- **EXERCISE DESCRIPTION**: The response must be made up of the lines in the entries below that contain "leaf".

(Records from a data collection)
══════════

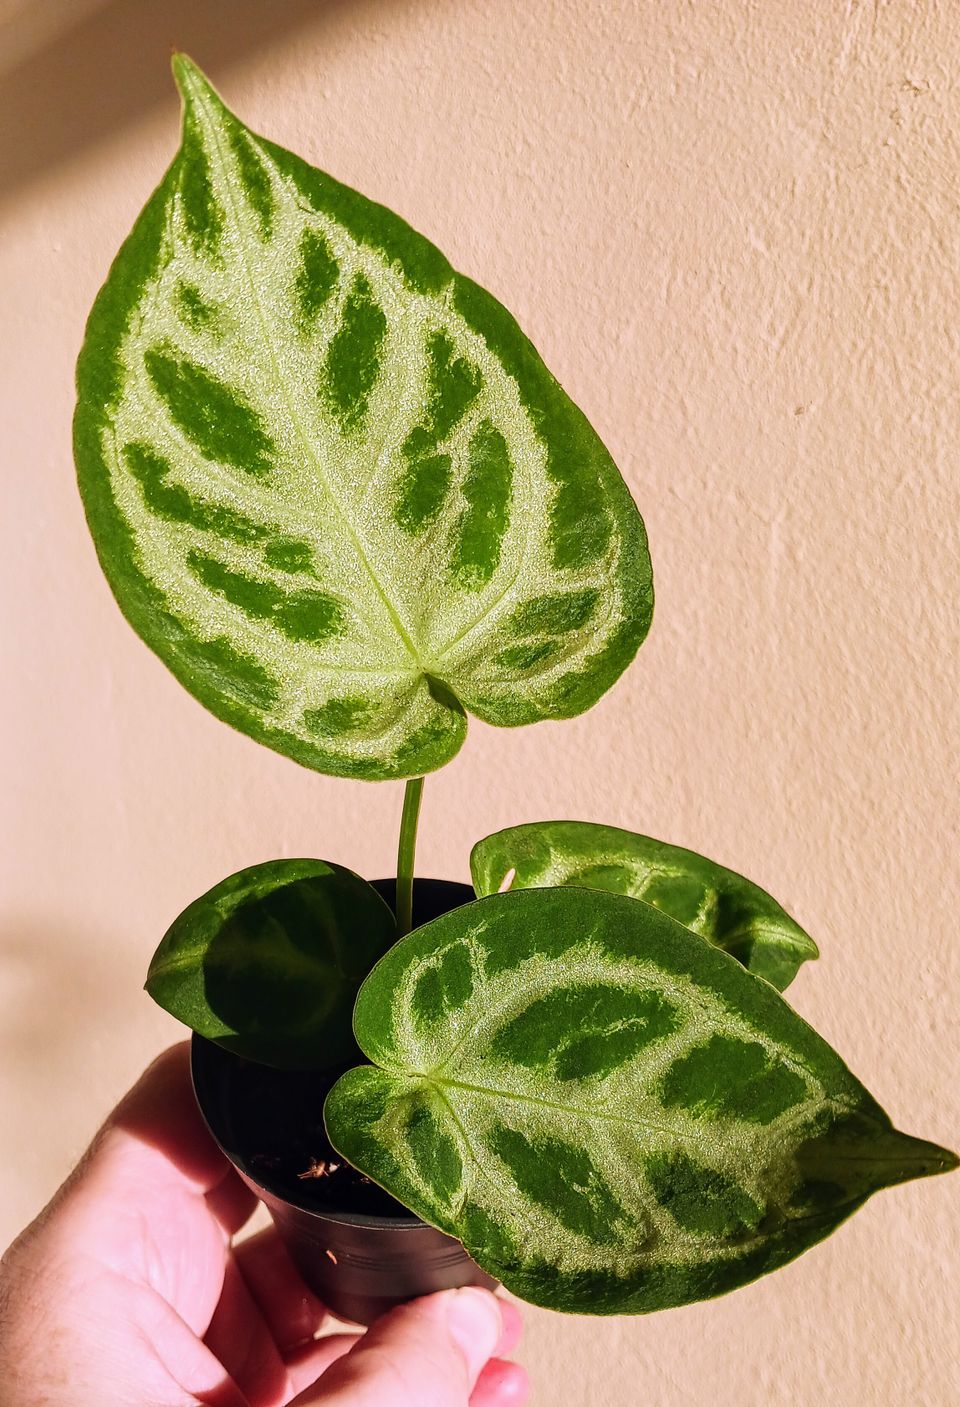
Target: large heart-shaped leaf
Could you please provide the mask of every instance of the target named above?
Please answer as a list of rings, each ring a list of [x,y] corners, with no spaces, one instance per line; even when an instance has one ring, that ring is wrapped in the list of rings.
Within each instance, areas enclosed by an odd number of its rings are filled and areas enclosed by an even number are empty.
[[[360,991],[373,1065],[335,1147],[537,1304],[705,1299],[877,1190],[956,1166],[897,1133],[769,983],[648,904],[497,895],[436,919]]]
[[[359,875],[324,860],[271,860],[222,880],[177,918],[147,991],[238,1055],[322,1070],[356,1058],[353,1003],[395,920]]]
[[[433,245],[174,69],[182,145],[78,365],[127,618],[220,718],[342,776],[441,766],[464,710],[589,708],[652,609],[600,440]]]
[[[477,893],[576,885],[653,904],[781,992],[817,945],[765,889],[679,845],[586,821],[537,821],[488,835],[470,856]]]

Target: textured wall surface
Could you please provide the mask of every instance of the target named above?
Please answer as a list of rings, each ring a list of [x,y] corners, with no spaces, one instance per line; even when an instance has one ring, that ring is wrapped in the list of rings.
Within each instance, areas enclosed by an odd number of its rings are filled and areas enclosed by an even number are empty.
[[[111,0],[32,44],[9,9],[0,1243],[176,1038],[140,986],[185,903],[272,856],[393,865],[400,786],[206,714],[86,536],[73,362],[176,143],[171,44],[496,292],[646,518],[637,663],[573,723],[472,725],[427,784],[421,871],[465,877],[475,838],[543,817],[703,850],[820,942],[796,1008],[956,1145],[956,6]],[[957,1177],[881,1194],[713,1304],[532,1311],[535,1401],[953,1407],[958,1199]]]

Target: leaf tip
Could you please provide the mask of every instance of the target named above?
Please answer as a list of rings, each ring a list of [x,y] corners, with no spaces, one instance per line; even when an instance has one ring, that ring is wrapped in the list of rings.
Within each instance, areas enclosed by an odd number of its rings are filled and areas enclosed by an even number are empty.
[[[928,1143],[925,1138],[914,1138],[911,1134],[893,1130],[890,1135],[888,1162],[882,1185],[895,1187],[903,1182],[914,1182],[921,1177],[937,1177],[940,1173],[954,1172],[960,1167],[960,1158],[949,1148],[941,1148],[938,1143]]]
[[[960,1168],[960,1158],[951,1148],[941,1148],[939,1144],[927,1143],[921,1138],[910,1138],[909,1142],[914,1145],[917,1161],[922,1164],[920,1177],[935,1177],[938,1173],[956,1172]]]
[[[805,933],[802,928],[799,928],[797,932],[803,939],[802,942],[797,944],[795,949],[797,971],[799,972],[805,962],[818,962],[823,954],[820,952],[819,944],[810,937],[809,933]]]
[[[220,99],[214,92],[210,80],[203,70],[194,63],[189,54],[175,49],[170,60],[170,67],[173,70],[173,81],[176,83],[186,107],[193,107],[198,102],[214,102],[219,106]]]
[[[189,54],[185,54],[180,49],[174,49],[170,56],[170,67],[173,70],[173,81],[176,83],[181,94],[186,98],[189,86],[194,75],[199,76],[200,70],[197,68]]]
[[[893,1129],[890,1133],[892,1161],[902,1169],[902,1180],[907,1182],[915,1177],[935,1177],[938,1173],[953,1172],[960,1167],[960,1158],[949,1148],[941,1148],[939,1143],[929,1143],[925,1138],[914,1138],[912,1134]]]
[[[858,1197],[960,1167],[960,1159],[949,1148],[901,1133],[889,1124],[878,1127],[872,1119],[857,1115],[839,1120],[805,1144],[798,1163]]]

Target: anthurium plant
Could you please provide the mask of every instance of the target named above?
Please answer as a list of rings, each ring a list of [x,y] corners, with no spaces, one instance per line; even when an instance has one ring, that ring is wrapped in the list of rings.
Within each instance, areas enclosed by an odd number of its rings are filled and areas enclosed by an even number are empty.
[[[720,1294],[956,1166],[781,996],[813,941],[702,856],[518,826],[476,845],[476,902],[409,931],[424,775],[469,714],[569,718],[616,681],[650,624],[643,524],[489,293],[174,72],[182,143],[78,367],[100,562],[219,718],[406,795],[396,912],[268,861],[180,915],[151,994],[248,1060],[345,1069],[338,1154],[555,1309]]]

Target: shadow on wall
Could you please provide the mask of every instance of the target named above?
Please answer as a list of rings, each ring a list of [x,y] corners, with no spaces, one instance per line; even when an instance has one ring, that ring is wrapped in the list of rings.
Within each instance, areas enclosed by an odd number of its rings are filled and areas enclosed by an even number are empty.
[[[144,966],[134,945],[124,952],[53,914],[0,924],[0,1115],[10,1152],[0,1161],[0,1251],[53,1195],[140,1064],[183,1036],[141,990]]]
[[[91,959],[94,939],[36,917],[0,929],[0,1068],[18,1087],[66,1073],[78,1048],[116,1030],[140,995],[137,981],[105,972],[102,955]],[[117,964],[123,978],[129,967]]]
[[[0,33],[8,55],[5,62],[0,52],[0,206],[157,103],[172,101],[166,59],[173,49],[209,64],[222,81],[227,66],[290,30],[374,3],[382,0],[87,0],[73,9],[58,3],[59,21],[49,19],[32,46],[25,6]]]

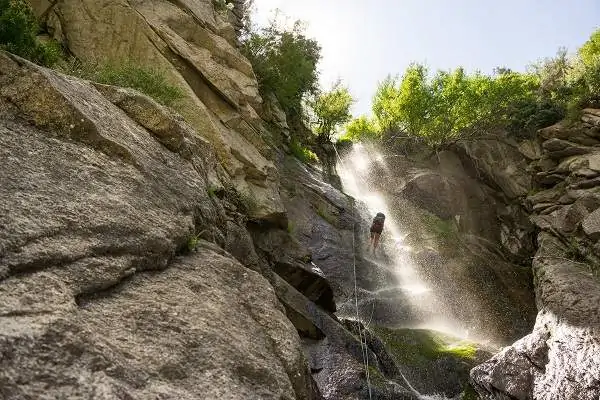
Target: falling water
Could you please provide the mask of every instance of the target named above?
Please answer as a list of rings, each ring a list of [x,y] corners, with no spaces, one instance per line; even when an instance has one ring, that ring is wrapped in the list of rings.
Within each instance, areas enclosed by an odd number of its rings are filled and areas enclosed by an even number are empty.
[[[444,312],[445,310],[440,309],[439,305],[442,303],[436,298],[435,291],[419,278],[418,271],[410,258],[412,248],[404,243],[407,232],[404,232],[397,221],[392,218],[393,213],[390,212],[391,210],[385,201],[385,197],[368,184],[373,166],[389,172],[380,152],[374,148],[367,149],[364,145],[355,144],[343,160],[339,159],[337,168],[344,191],[366,205],[369,216],[365,216],[365,218],[371,218],[377,212],[383,212],[386,215],[385,235],[387,236],[387,240],[382,241],[381,245],[383,247],[387,244],[385,246],[386,253],[389,252],[390,248],[392,250],[393,272],[400,284],[399,286],[384,286],[373,291],[372,294],[377,296],[384,295],[388,291],[401,290],[406,295],[405,297],[408,301],[411,302],[413,309],[417,310],[420,314],[429,316],[425,324],[407,327],[432,329],[446,332],[456,337],[468,337],[468,331],[461,329],[456,321],[448,318],[448,313]],[[391,246],[389,245],[390,243]],[[385,265],[381,265],[376,258],[370,261],[381,267],[386,267]],[[393,385],[397,385],[401,391],[410,392],[420,400],[447,400],[446,397],[437,394],[423,395],[418,393],[402,373],[401,375],[404,378],[406,387],[398,385],[395,382],[390,382]]]
[[[407,327],[433,329],[459,338],[469,337],[468,330],[461,327],[457,321],[452,320],[448,310],[443,309],[444,303],[436,297],[435,290],[419,278],[419,271],[411,260],[412,248],[404,242],[408,232],[404,232],[398,221],[393,219],[394,213],[391,212],[382,193],[369,184],[369,176],[374,167],[383,171],[388,169],[379,151],[372,147],[367,148],[366,145],[360,143],[355,144],[352,150],[338,163],[338,173],[344,191],[366,205],[370,218],[377,212],[383,212],[386,215],[385,231],[382,235],[382,240],[385,236],[385,243],[382,245],[385,245],[386,253],[391,253],[389,255],[392,259],[393,273],[399,286],[383,287],[374,294],[401,290],[411,303],[411,308],[419,315],[426,316],[424,324]],[[370,261],[385,267],[377,258]]]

══════════

- **EXERCISE OUTPUT**:
Target: large heart-shaped leaf
Target: leaf tip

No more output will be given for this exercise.